■ Texto:
◆ ◆ ◆ ◆
Têmis Maria Félix, do Serviço de Genética Médica do HCPA e presidente da Sociedade Brasileira de Genética Médica, concorda. “A população em geral ouviu falar em RNA mensageiro pela primeira vez, e isso é muito bom. As pessoas começam a entender alguma coisa de genética, o que diminui o preconceito.”

A terapia testada em camundongos usa um mRNA correspondente a uma parte da proteína atacada pelo próprio sistema imune, a MOG. O mRNA é colocado dentro de uma esfera microscópica de lipídeos otimizada para entrar especificamente em células importantes para regulação imune.

Se o sistema imune passa a tolerar a proteína, a progressão da doença estaciona. Foi o que ocorreu com os roedores, e é algo semelhante ao que se deseja contra a esclerose.

No experimento, o mRNA utilizado apenas regulou a resposta imune, sem suprimir toda a imunidade, como ocorre com muitos tratamentos, que deixam o organismo mais suscetível a infecções ou cânceres, por exemplo.
◆ ◆ ◆ ◆
■ Dados fornecidos:

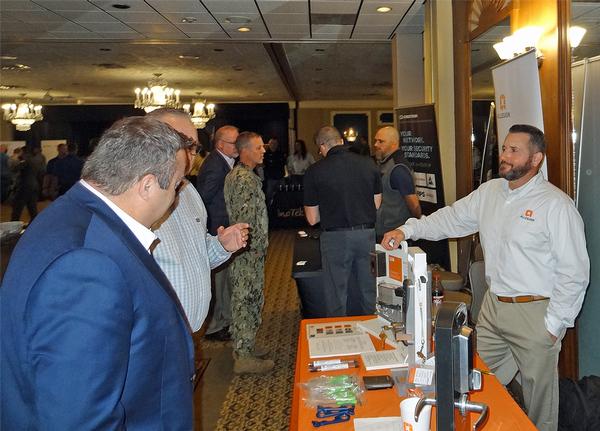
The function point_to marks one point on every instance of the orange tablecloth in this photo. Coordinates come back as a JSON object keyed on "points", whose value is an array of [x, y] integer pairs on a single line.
{"points": [[504, 413]]}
◆ ◆ ◆ ◆
■ Perguntas:
- a) Transcreva, do texto sobre a terapia com mRNA, o trecho que vai de "A terapia testada" até "para regulação imune.".
- b) Retome o texto sobre a terapia com mRNA a partir do ponto em que ele para.
Não é preciso consultar os dados.

■ Respostas:
- a)
A terapia testada em camundongos usa um mRNA correspondente a uma parte da proteína atacada pelo próprio sistema imune, a MOG. O mRNA é colocado dentro de uma esfera microscópica de lipídeos otimizada para entrar especificamente em células importantes para regulação imune.

- b)
“O que se conseguiu de forma quase inédita é justamente estimular muito mais esse lado regulatório”, afirma Sato. “Isso se vê com algumas medicações, mas não no grau obtido nesse experimento, o que é bastante promissor.”

Terapia com mRNA faz ataque focado e causa menos reações

A técnica do RNA mensageiro aproveita partes já existentes do mecanismo de fabricação de proteínas. Diferentemente das drogas tradicionais, o mRNA em si não faz nada além de carregar uma mensagem que será lida pelas células para gerar uma proteína.

Os genes, feitos de DNA e localizados no núcleo das células, são somente repositórios de informação, como livros em uma biblioteca —neste caso uma biblioteca de onde nada se pode tirar, somente fazer cópias para levar embora.

Assim, a informação genética é copiada no mRNA e levada para as fábricas de proteínas, que ficam fora do núcleo e se chamam ribossomos. Além da sequência da proteína, há instruções, antes e depois da mensagem principal, que sinalizam onde a célula deve começar e parar a leitura.

Essas características podem tornar os medicamentos baseados em mRNA mais versáteis e fáceis de atualizar —é só mudar a mensagem para a proteína que se quer produzir.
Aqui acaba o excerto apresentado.